** Start of Stored records **

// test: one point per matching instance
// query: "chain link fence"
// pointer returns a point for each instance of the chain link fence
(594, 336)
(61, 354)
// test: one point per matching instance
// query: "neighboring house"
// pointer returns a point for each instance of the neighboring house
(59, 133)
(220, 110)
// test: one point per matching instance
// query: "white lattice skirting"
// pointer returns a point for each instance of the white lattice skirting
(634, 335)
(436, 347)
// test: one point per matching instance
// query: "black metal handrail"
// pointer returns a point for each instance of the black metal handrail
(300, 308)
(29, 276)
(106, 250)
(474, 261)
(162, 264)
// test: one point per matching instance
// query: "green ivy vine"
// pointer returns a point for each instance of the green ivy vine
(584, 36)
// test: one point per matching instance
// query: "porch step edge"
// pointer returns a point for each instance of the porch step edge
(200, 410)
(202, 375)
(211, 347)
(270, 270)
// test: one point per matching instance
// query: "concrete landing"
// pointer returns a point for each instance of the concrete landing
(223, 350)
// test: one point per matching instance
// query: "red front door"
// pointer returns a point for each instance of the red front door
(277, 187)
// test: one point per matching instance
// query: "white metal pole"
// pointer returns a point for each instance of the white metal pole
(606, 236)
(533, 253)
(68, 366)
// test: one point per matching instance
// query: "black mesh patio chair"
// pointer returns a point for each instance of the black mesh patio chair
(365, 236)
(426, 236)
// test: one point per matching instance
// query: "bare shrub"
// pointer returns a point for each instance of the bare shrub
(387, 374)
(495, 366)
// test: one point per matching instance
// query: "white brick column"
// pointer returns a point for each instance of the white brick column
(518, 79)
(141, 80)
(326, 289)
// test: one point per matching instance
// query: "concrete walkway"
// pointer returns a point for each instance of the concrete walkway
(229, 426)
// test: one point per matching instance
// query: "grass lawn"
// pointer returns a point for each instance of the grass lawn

** End of Stored records **

# Task details
Gather every line of the listing that contains the word "vine", and treat matches as case-sensitive.

# Written solution
// query: "green ivy vine"
// pointer returns a point for each instance of the green ivy vine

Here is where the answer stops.